Listed records:
----------

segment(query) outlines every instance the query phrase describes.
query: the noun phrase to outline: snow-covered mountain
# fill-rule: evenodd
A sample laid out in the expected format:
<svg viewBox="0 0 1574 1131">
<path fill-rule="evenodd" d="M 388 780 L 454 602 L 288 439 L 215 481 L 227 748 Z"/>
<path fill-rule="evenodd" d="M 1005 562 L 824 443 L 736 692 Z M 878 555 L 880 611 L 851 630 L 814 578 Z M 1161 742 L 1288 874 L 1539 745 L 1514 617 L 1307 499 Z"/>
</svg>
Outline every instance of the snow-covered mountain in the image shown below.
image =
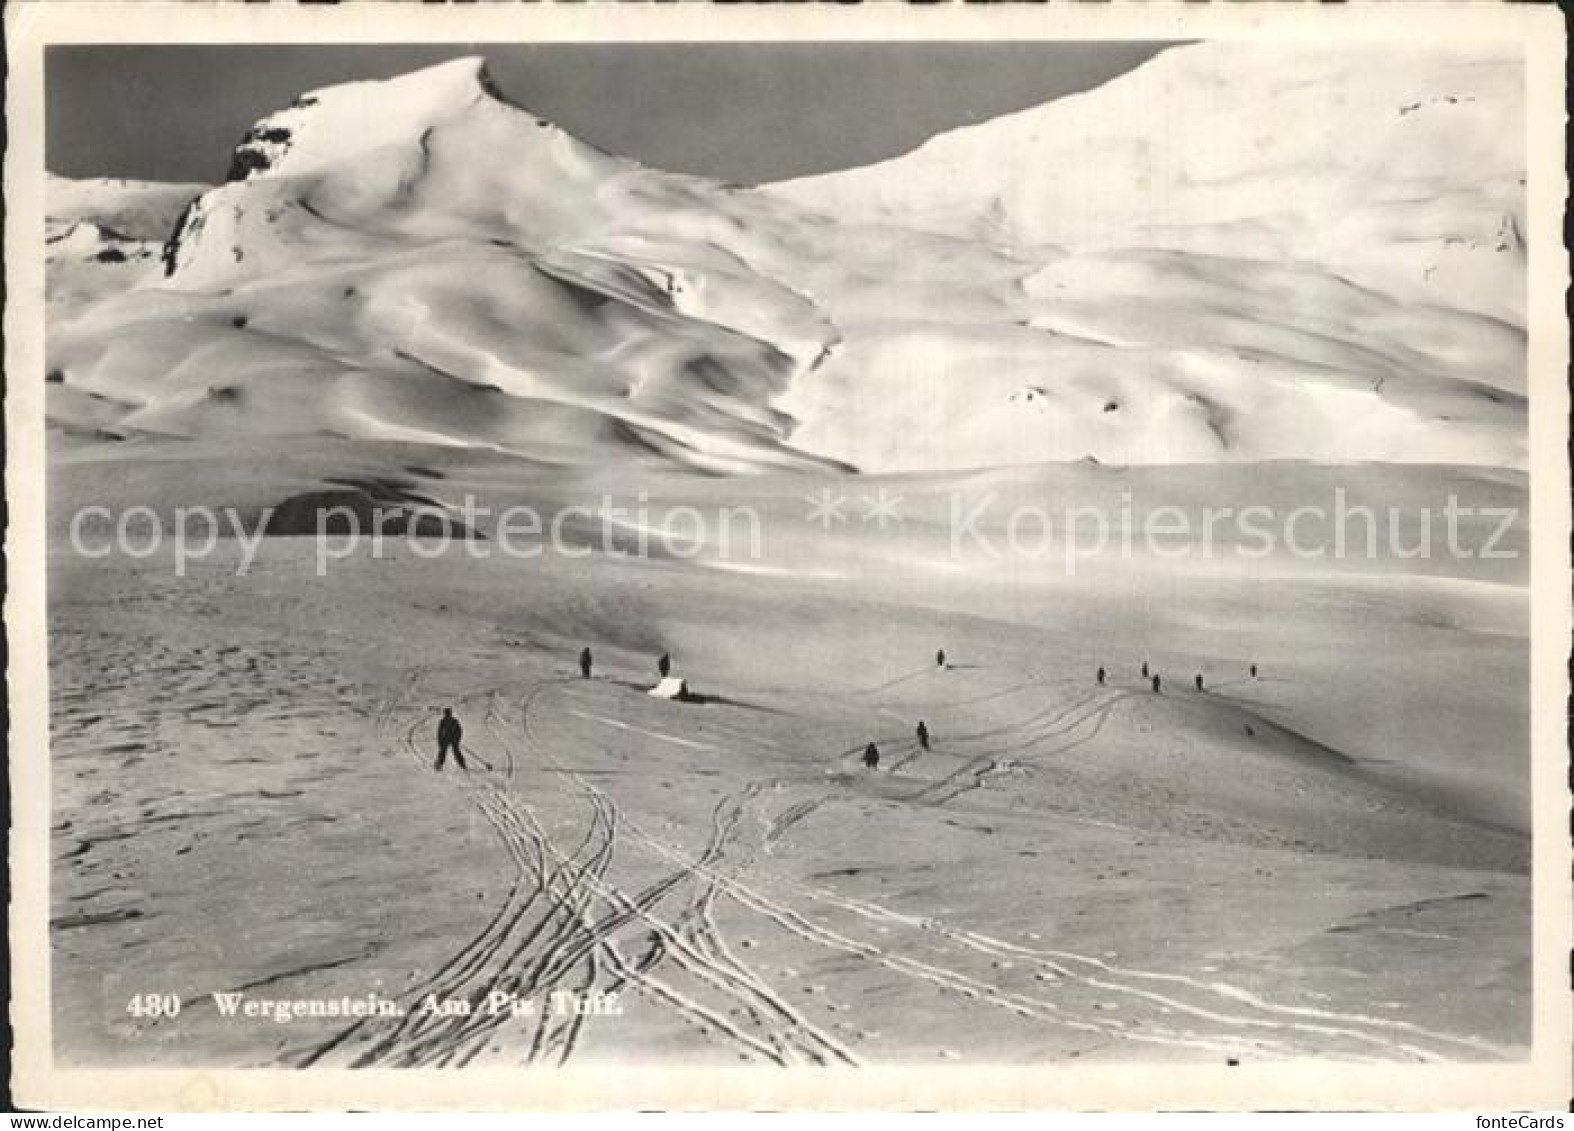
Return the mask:
<svg viewBox="0 0 1574 1131">
<path fill-rule="evenodd" d="M 51 180 L 50 419 L 712 473 L 1519 466 L 1520 86 L 1201 44 L 763 189 L 601 152 L 476 59 L 333 87 L 207 191 Z"/>
<path fill-rule="evenodd" d="M 57 314 L 153 281 L 176 220 L 208 188 L 48 177 L 44 241 Z"/>
<path fill-rule="evenodd" d="M 1511 51 L 1203 43 L 1081 95 L 777 192 L 1016 246 L 1306 265 L 1518 322 L 1524 72 Z"/>
</svg>

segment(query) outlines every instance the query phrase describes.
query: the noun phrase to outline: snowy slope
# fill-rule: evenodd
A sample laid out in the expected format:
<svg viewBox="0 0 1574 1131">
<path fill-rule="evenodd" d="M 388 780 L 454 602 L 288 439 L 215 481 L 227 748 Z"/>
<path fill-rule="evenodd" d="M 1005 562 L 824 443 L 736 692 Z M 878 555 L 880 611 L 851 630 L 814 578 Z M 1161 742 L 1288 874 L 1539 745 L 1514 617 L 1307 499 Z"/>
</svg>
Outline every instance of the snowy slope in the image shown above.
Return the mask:
<svg viewBox="0 0 1574 1131">
<path fill-rule="evenodd" d="M 1522 321 L 1517 55 L 1204 43 L 1104 87 L 780 195 L 859 218 L 1078 249 L 1305 263 Z"/>
<path fill-rule="evenodd" d="M 1369 62 L 1176 49 L 762 190 L 603 153 L 476 59 L 313 92 L 161 271 L 85 286 L 102 237 L 62 229 L 51 419 L 711 473 L 1522 465 L 1515 69 Z"/>
</svg>

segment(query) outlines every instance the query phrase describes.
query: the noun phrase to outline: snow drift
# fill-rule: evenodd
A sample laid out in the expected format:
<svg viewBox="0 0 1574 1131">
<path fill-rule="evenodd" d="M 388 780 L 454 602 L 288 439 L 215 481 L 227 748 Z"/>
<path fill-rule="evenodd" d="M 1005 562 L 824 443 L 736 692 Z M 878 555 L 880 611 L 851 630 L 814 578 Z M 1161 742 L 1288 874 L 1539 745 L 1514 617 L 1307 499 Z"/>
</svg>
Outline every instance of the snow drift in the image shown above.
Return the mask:
<svg viewBox="0 0 1574 1131">
<path fill-rule="evenodd" d="M 645 694 L 653 699 L 675 699 L 681 703 L 689 698 L 689 685 L 675 675 L 662 676 L 660 682 Z"/>
</svg>

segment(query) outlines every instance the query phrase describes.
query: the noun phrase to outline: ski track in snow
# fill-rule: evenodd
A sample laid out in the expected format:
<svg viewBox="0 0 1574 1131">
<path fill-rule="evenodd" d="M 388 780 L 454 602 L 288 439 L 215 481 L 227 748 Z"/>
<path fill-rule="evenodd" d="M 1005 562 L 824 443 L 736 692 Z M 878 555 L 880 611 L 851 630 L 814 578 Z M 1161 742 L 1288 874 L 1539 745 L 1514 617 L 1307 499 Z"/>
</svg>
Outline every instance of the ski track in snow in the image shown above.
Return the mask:
<svg viewBox="0 0 1574 1131">
<path fill-rule="evenodd" d="M 855 694 L 877 695 L 921 674 L 908 673 Z M 424 712 L 406 705 L 415 701 L 413 692 L 422 676 L 419 670 L 411 672 L 402 691 L 384 701 L 377 727 L 388 744 L 424 770 L 426 755 L 417 735 L 429 720 Z M 301 1053 L 298 1064 L 458 1067 L 483 1053 L 517 1056 L 527 1064 L 563 1064 L 581 1047 L 593 1019 L 544 1008 L 547 995 L 556 990 L 584 994 L 625 988 L 681 1017 L 746 1062 L 858 1063 L 853 1048 L 806 1016 L 738 955 L 717 923 L 716 907 L 723 899 L 785 935 L 842 958 L 927 983 L 980 1008 L 1108 1041 L 1264 1059 L 1313 1053 L 1415 1061 L 1461 1052 L 1507 1055 L 1504 1049 L 1468 1036 L 1390 1018 L 1278 1004 L 1219 981 L 1118 966 L 1068 950 L 1023 946 L 934 916 L 767 875 L 759 867 L 761 854 L 770 857 L 796 825 L 840 795 L 821 788 L 769 812 L 769 796 L 784 784 L 808 784 L 801 779 L 760 779 L 724 795 L 712 810 L 703 847 L 684 849 L 647 830 L 583 775 L 558 764 L 547 743 L 532 731 L 531 714 L 543 697 L 575 682 L 559 678 L 517 685 L 522 696 L 512 706 L 504 694 L 511 686 L 507 684 L 461 696 L 461 702 L 483 718 L 484 746 L 493 758 L 467 752 L 467 758 L 488 770 L 458 775 L 450 779 L 455 782 L 452 788 L 465 795 L 497 835 L 513 872 L 509 887 L 481 930 L 402 995 L 403 1016 L 363 1019 Z M 1030 681 L 1004 692 L 959 700 L 957 705 L 1017 694 L 1035 685 L 1061 690 Z M 1084 691 L 1014 722 L 958 733 L 948 739 L 948 746 L 971 748 L 997 741 L 1006 745 L 988 753 L 952 755 L 962 760 L 957 769 L 902 800 L 944 805 L 984 786 L 989 775 L 1015 765 L 1004 760 L 1007 753 L 1053 757 L 1089 742 L 1119 703 L 1133 694 L 1103 688 Z M 567 713 L 647 737 L 671 738 L 601 716 Z M 411 716 L 407 725 L 401 723 L 401 715 Z M 571 835 L 550 831 L 514 791 L 521 770 L 517 758 L 521 743 L 534 755 L 533 768 L 560 775 L 577 790 L 584 814 Z M 481 745 L 473 739 L 471 744 Z M 911 753 L 893 762 L 891 772 L 938 753 L 922 751 L 916 742 L 911 746 Z M 749 825 L 744 817 L 751 807 L 757 808 L 760 830 L 752 845 L 741 835 Z M 615 856 L 630 852 L 643 853 L 669 870 L 643 888 L 629 890 L 610 873 Z M 1024 992 L 961 968 L 954 959 L 942 962 L 927 954 L 900 953 L 888 938 L 864 937 L 855 926 L 860 922 L 881 930 L 901 927 L 994 960 L 1023 963 L 1060 992 Z M 1079 996 L 1117 995 L 1152 1013 L 1130 1019 L 1100 1017 L 1091 1008 L 1064 1000 L 1066 989 Z M 481 1006 L 493 993 L 535 999 L 537 1009 L 521 1016 L 507 1009 L 489 1013 Z M 429 995 L 468 1001 L 472 1009 L 452 1016 L 427 1013 L 419 1005 Z M 1182 1023 L 1174 1020 L 1177 1017 Z"/>
<path fill-rule="evenodd" d="M 528 736 L 525 718 L 530 700 L 550 686 L 551 681 L 535 685 L 527 694 L 515 728 L 521 735 Z M 730 1044 L 740 1059 L 780 1065 L 854 1062 L 839 1041 L 806 1021 L 744 965 L 716 929 L 716 887 L 704 882 L 700 868 L 719 861 L 727 851 L 747 793 L 725 798 L 717 806 L 710 841 L 696 857 L 699 868 L 685 863 L 631 894 L 607 878 L 620 823 L 615 803 L 578 775 L 553 766 L 575 782 L 589 810 L 578 845 L 561 848 L 530 807 L 507 788 L 517 769 L 514 743 L 497 691 L 483 698 L 487 729 L 502 755 L 497 773 L 504 784 L 472 778 L 457 788 L 497 833 L 515 866 L 514 883 L 482 931 L 407 992 L 401 1002 L 403 1017 L 358 1022 L 309 1050 L 300 1059 L 303 1066 L 331 1058 L 347 1060 L 354 1067 L 457 1067 L 470 1063 L 489 1044 L 493 1052 L 506 1048 L 512 1053 L 518 1043 L 527 1044 L 526 1063 L 561 1064 L 578 1047 L 586 1018 L 546 1010 L 519 1018 L 507 1010 L 487 1013 L 480 1007 L 488 995 L 505 992 L 539 1000 L 556 989 L 585 993 L 617 991 L 625 985 Z M 392 713 L 385 712 L 385 722 Z M 415 734 L 425 723 L 417 717 L 400 741 L 423 769 L 425 758 L 417 749 Z M 532 883 L 534 888 L 529 886 Z M 658 905 L 678 889 L 687 892 L 686 901 L 675 913 L 659 912 Z M 535 915 L 530 913 L 533 907 L 540 908 Z M 638 954 L 625 953 L 620 946 L 620 932 L 631 926 L 645 933 L 645 949 Z M 702 1001 L 695 992 L 657 977 L 653 971 L 668 961 L 703 986 L 708 997 L 719 997 L 721 1004 Z M 472 1011 L 451 1017 L 423 1014 L 418 1003 L 428 994 L 469 1001 Z M 735 1021 L 730 1013 L 746 1020 Z M 530 1027 L 528 1042 L 523 1033 L 502 1037 L 500 1031 L 510 1025 Z"/>
<path fill-rule="evenodd" d="M 604 719 L 600 715 L 586 714 L 584 711 L 571 710 L 567 713 L 573 715 L 576 719 L 585 719 L 587 722 L 600 723 L 602 726 L 616 727 L 618 730 L 633 731 L 635 734 L 642 734 L 646 738 L 654 738 L 658 742 L 670 742 L 674 746 L 687 746 L 691 750 L 716 749 L 708 742 L 694 742 L 691 739 L 678 738 L 677 736 L 671 734 L 662 734 L 660 731 L 646 730 L 644 727 L 630 726 L 628 723 L 620 723 L 616 719 Z"/>
</svg>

----------

The task: Your answer should consist solely of the lines above from the line with "Outline every instance of the snow drift" to the line with "Outline every instance of the ski", both included, reproduced exactly.

Exercise answer:
Outline every instance of the snow drift in the image shown above.
Return the mask:
<svg viewBox="0 0 1574 1131">
<path fill-rule="evenodd" d="M 645 694 L 653 699 L 675 699 L 681 703 L 689 698 L 689 685 L 675 675 L 662 676 L 660 682 Z"/>
</svg>

segment(query) outlines every instance the query phrase describes.
query: the noun phrase to outline: ski track in snow
# fill-rule: evenodd
A sample laid out in the expected format:
<svg viewBox="0 0 1574 1131">
<path fill-rule="evenodd" d="M 388 780 L 454 602 L 288 439 L 215 481 L 227 748 Z"/>
<path fill-rule="evenodd" d="M 1005 562 L 824 443 L 736 692 Z M 878 555 L 880 611 L 851 630 L 814 578 Z M 1161 742 L 1288 874 L 1539 745 L 1514 617 L 1307 499 Z"/>
</svg>
Outline every instance of the ski track in snow in the image shown above.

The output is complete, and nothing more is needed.